» **PASAJE EXTRAÍDO**:
----

Nuestra Madre nos llama a vivir en la verdad de Cristo, que es la verdad del amor y que se entronca con la fe. En el Señor verdad y amor, se encuentran. En la medida que nos acercamos a Jesucristo, la verdad y el amor se funden también en nuestras vidas. El amor sin la verdad sería ciego, y la verdad sin el amor –como dice el apóstol san Pablo a los corintios- es “campana que toca, platillos que resuenan” (Cf 1 Co 13:1), o sea puro ruido, mera hojarasca. Como nos advierte la Santísima Virgen en este mensaje, lo mismo ocurre con la fe sin obras de caridad. Esa fe es una sombra, es un fantasma de fe, no fe verdadera. Nada de eso da verdadera gloria a Dios ni nos santifica. Santificarse, hacerse santos, o más bien dejar que Dios obre en nosotros por medio de la gracia y de nuestra fe manifestada en obras de amor, es el camino que nos llevará al Cielo, adonde nuestra Madre nos conduce y está a las puertas esperándonos.

Por cierto que no es fácil amar como Dios y la Santísima Virgen nos piden, y esto cuanto más nos aproximamos a la luz de la verdad -que viene de nuestra mayor cercanía al Señor- más se nos vuelve evidente. Sin embargo, Ella nos alienta, para que no desesperemos ni nos desanimemos, a la par que nos exhorta a no dejar de orar para poder amar más y más. Sólo así podremos volvernos sus apóstoles. Esos enviados suyos que aman a Dios con todas sus fuerzas, con toda su alma y aman a todos. Quienes mediante el testimonio de vida le enseñan al mundo qué es amar de verdad.

En ese sentido, las vidas de los santos –que son siempre ejemplares (de paso recordemos que la Santísima Virgen en Medjugorje recomienda leer a los santos y saber de sus vidas)- nos permite ver casos concretos de ese apostolado de amor del que nos habla. Un gran ejemplo de testimonio de amor se nos presenta en san Maximiliano María Kolbe. San Maximiliano murió en el campo de Auschwitz, poniéndose en lugar de un padre de familia a quien los alemanes iban a matar. El suyo fue un holocausto de amor, o como lo definió san Juan Pablo II, él fue un mártir del amor.

Decía este gran apóstol de María, fundador de la Milicia de la Inmaculada, que cuando nuestra voluntad choca con la de Dios lo que sobreviene es dolor y sufrimiento, cuando en cambio coinciden, cuando nuestra voluntad se identifica con la voluntad divina se vive la santidad, la paz del corazón. Para tener alguna idea de los altos valores que este santo polaco infundía a quienes trabajaban bajo su dirección, para el periódico que editó dio a sus periodistas unas reglas y entre ellas figuraban: “No condenar a los que se equivocan. No apresurarse a la afirmación de una mala voluntad”. Si sólo esas dos máximas aplicáramos en nuestra vida diaria ¡cuánto bien haríamos y nos haríamos!

También es suya esta frase: “La vida es breve. Hemos de emplear todo nuestro tiempo… Se vive una sola vez. Es necesario ser santos, no a medias, sino totalmente, para gloria de la Inmaculada y la mayor gloria de Dios”.

Esta brevedad de la vida nos la recuerda una vez más nuestra Madre al exhortarnos a poner nuestro corazón no en las cosas de este mundo, que han de desaparecer, sino en el amor que perdura y trasciende, ese amor manifestado en obras que abrirán las puertas del Reino de Dios. Todo lo que atesoramos en la tierra un día se perderá y para siempre, sólo nos llevaremos el amor que hayamos prodigado con nuestros actos concretos, el bien que hayamos hecho.

¡Ánimo pues, Ella nos bendice, nos acompaña y ora por cada uno de nosotros para que así sea!

----

» **LÍNEAS MOSTRADAS**:

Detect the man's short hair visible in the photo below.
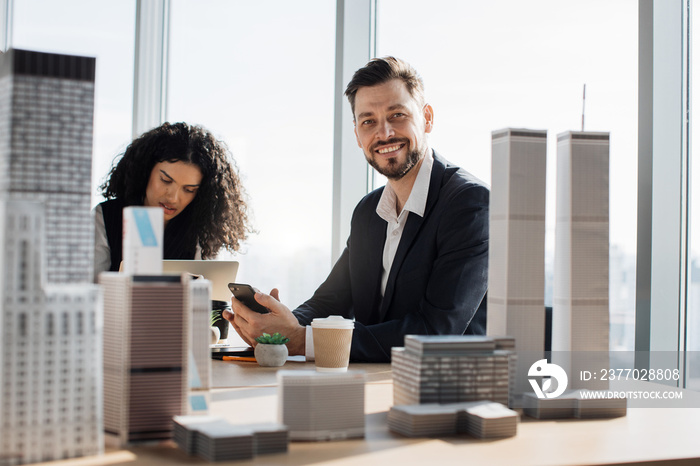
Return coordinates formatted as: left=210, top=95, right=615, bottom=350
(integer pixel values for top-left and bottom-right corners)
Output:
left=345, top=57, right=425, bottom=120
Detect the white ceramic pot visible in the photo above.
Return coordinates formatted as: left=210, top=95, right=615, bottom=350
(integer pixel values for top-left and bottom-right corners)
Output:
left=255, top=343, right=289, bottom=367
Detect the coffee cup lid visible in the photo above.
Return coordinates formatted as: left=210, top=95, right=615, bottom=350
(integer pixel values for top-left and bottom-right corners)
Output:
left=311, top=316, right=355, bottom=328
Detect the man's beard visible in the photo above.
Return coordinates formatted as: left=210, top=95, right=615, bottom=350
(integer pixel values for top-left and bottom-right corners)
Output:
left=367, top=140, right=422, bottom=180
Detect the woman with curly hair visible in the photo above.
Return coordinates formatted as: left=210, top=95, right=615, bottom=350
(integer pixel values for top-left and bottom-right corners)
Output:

----

» **ENUNCIADO**: Transcribe sin cambios la parte del pasaje extraído que empieza en "Decía este gran" y termina en "y nos haríamos!", ambos incluidos.

» **RESULTADO**:
Decía este gran apóstol de María, fundador de la Milicia de la Inmaculada, que cuando nuestra voluntad choca con la de Dios lo que sobreviene es dolor y sufrimiento, cuando en cambio coinciden, cuando nuestra voluntad se identifica con la voluntad divina se vive la santidad, la paz del corazón. Para tener alguna idea de los altos valores que este santo polaco infundía a quienes trabajaban bajo su dirección, para el periódico que editó dio a sus periodistas unas reglas y entre ellas figuraban: “No condenar a los que se equivocan. No apresurarse a la afirmación de una mala voluntad”. Si sólo esas dos máximas aplicáramos en nuestra vida diaria ¡cuánto bien haríamos y nos haríamos!